→ What you should do
Can you copy the data below word for word, from the line with "Please examine this image carefully and locate the light" up to and including the line with "[224, 169, 269, 209]"?

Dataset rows

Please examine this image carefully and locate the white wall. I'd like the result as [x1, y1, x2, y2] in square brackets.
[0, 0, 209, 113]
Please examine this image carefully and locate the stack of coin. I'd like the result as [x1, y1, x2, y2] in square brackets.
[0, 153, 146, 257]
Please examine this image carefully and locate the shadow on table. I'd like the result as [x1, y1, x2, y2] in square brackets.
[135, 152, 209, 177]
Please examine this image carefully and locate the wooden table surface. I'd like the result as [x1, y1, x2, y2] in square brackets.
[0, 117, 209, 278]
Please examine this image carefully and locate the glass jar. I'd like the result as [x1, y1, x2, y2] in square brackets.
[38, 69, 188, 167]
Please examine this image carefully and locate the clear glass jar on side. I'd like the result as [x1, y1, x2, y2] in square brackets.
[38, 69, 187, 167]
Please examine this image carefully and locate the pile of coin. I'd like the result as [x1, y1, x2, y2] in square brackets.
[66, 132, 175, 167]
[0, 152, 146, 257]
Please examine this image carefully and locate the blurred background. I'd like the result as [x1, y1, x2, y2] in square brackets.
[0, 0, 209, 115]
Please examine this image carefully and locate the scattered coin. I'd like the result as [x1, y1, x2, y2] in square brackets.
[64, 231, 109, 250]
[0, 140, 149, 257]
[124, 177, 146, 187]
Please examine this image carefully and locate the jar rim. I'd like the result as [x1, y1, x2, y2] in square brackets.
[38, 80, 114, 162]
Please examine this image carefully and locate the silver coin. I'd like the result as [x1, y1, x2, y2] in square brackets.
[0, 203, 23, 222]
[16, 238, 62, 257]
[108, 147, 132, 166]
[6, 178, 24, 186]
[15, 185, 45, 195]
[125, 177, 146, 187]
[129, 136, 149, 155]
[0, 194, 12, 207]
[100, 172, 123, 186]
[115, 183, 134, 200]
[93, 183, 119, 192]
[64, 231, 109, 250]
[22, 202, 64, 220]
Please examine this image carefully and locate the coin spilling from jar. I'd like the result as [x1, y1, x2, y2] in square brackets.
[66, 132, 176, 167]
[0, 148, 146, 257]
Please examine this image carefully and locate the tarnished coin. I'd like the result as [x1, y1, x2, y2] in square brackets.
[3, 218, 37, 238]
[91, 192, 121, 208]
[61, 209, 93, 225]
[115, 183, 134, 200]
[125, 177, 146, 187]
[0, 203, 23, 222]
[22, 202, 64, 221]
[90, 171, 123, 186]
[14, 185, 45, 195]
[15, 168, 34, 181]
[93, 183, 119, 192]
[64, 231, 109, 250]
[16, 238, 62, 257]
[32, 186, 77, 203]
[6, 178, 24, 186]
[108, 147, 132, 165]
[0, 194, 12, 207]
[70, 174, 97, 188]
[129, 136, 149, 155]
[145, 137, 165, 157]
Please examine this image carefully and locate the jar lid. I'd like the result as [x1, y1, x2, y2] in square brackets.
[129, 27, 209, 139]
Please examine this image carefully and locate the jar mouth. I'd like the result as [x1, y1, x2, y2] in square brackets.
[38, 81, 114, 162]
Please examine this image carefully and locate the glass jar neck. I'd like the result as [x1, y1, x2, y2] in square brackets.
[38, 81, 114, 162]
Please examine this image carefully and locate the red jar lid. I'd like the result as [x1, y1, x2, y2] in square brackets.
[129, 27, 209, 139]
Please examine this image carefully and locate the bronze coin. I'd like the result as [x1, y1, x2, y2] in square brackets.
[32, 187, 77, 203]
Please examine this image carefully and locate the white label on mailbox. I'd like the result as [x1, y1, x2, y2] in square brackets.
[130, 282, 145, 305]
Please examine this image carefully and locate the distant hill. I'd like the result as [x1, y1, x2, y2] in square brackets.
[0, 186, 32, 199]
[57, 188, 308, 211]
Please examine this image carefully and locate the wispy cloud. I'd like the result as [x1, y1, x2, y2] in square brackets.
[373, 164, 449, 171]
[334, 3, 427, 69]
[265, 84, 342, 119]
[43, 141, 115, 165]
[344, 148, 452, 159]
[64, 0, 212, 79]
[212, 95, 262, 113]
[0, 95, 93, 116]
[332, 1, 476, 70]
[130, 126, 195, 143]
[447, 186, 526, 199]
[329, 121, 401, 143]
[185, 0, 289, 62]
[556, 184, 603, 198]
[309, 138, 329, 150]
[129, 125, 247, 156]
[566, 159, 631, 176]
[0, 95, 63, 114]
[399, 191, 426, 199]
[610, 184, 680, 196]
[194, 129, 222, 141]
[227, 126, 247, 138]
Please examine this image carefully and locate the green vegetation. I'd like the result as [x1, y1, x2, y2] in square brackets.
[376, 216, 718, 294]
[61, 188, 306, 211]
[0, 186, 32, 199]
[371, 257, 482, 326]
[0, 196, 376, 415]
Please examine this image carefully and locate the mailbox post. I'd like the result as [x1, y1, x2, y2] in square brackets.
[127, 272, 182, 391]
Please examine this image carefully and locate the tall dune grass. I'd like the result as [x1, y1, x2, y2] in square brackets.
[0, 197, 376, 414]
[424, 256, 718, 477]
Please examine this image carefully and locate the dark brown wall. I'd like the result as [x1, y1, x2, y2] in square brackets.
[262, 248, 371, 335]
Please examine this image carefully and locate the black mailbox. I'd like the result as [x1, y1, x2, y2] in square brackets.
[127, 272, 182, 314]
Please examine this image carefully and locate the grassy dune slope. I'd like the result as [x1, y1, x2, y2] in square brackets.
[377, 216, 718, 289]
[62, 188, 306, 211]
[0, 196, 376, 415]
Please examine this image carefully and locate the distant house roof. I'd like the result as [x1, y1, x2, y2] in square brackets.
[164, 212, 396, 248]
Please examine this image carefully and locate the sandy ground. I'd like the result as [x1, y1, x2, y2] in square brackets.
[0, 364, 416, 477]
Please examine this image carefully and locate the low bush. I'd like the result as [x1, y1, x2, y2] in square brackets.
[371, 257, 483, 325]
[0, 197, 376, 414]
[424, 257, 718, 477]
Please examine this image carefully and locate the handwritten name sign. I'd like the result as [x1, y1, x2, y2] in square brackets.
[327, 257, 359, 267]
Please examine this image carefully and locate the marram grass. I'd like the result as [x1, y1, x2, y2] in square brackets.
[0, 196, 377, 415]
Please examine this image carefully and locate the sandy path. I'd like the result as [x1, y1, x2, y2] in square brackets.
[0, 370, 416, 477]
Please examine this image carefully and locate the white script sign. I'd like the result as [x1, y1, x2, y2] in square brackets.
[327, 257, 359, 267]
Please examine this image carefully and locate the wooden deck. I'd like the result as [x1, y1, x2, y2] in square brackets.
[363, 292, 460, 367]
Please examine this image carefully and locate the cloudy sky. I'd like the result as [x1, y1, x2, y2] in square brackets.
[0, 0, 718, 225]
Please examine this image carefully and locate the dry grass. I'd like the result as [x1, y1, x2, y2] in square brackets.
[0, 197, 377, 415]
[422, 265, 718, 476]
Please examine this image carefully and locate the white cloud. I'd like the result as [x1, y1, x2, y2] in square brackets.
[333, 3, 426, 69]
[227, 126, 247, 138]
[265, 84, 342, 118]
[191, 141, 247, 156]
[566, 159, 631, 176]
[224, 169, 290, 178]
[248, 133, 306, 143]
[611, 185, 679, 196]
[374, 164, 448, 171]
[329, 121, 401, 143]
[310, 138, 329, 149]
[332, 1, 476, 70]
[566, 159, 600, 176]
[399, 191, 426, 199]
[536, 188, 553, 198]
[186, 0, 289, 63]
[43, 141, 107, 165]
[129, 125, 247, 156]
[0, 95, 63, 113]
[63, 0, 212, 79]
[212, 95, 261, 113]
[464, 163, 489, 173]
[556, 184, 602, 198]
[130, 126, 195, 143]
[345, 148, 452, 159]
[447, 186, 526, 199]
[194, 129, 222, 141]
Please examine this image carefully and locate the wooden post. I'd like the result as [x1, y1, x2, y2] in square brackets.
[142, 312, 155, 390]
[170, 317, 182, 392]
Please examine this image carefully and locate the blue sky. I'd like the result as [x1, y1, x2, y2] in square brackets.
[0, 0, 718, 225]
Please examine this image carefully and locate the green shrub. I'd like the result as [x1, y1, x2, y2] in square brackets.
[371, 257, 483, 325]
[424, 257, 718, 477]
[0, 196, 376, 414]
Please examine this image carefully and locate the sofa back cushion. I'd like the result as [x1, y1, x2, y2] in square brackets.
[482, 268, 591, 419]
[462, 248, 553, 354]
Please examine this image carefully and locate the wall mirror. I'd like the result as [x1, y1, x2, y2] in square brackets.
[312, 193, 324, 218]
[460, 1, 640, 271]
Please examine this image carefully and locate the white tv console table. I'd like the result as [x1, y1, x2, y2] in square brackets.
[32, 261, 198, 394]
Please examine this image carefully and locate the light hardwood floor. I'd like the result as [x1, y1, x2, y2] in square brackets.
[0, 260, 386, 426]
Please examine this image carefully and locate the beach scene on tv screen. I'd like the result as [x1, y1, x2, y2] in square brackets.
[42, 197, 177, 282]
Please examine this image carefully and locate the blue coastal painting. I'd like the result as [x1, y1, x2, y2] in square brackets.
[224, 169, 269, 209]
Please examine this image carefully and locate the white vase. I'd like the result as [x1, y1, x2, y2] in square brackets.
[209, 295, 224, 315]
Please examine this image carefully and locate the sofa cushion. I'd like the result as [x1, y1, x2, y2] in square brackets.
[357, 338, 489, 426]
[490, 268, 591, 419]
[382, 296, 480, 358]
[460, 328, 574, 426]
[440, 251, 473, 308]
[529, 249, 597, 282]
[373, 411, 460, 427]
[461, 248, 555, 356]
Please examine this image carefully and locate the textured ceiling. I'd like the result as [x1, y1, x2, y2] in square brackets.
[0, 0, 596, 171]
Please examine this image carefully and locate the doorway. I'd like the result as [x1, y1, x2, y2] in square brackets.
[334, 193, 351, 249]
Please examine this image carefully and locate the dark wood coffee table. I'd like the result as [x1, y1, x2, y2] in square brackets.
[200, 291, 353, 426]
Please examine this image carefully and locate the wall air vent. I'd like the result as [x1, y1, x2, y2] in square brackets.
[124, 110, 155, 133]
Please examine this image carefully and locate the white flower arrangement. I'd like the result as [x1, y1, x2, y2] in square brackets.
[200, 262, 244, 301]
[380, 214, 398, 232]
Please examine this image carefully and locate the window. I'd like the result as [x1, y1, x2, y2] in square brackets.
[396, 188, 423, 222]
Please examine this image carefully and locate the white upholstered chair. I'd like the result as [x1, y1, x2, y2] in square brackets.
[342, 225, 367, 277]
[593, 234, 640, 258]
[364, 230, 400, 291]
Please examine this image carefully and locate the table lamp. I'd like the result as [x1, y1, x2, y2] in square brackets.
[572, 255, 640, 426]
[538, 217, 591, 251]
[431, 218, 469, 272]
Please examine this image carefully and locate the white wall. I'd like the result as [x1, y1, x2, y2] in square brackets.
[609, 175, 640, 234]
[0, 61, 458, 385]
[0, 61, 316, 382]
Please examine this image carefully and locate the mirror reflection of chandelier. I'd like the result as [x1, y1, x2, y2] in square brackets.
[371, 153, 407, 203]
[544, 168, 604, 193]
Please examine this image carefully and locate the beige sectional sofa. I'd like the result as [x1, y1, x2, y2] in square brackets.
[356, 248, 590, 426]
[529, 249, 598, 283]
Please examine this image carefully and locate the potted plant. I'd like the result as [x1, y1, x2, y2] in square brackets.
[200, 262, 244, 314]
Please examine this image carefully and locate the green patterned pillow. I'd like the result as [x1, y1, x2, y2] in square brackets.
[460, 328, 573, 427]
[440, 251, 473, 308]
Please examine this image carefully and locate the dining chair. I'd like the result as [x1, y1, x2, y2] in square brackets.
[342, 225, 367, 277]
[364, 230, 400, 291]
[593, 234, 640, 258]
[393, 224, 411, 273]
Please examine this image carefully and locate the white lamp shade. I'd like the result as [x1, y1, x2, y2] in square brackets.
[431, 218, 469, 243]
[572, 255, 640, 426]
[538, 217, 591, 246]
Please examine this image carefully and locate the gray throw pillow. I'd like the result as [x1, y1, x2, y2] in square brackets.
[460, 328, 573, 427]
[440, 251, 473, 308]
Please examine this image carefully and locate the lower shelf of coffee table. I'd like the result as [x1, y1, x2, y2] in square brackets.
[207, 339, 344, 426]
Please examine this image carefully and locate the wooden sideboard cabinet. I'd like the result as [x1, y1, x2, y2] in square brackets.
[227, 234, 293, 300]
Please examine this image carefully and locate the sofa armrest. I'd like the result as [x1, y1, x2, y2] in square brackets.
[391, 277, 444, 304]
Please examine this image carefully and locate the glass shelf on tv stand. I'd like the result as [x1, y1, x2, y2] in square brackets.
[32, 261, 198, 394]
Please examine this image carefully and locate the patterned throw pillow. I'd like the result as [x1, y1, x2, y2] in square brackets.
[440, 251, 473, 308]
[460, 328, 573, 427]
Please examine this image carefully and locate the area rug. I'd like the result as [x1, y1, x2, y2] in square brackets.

→ Task response
Please examine this image carefully and locate the light hardwood floor. I'd like the result as [x1, y1, x2, y2] in square brackets.
[0, 260, 386, 426]
Please examine this image carefully and locate the beach scene on tv screen. I'd like the result as [x1, y1, x2, y2] in square brackets.
[42, 197, 177, 282]
Please examine this image carefully and locate the blue coastal painting. I'd like the result as [x1, y1, x2, y2] in square brackets.
[224, 169, 269, 209]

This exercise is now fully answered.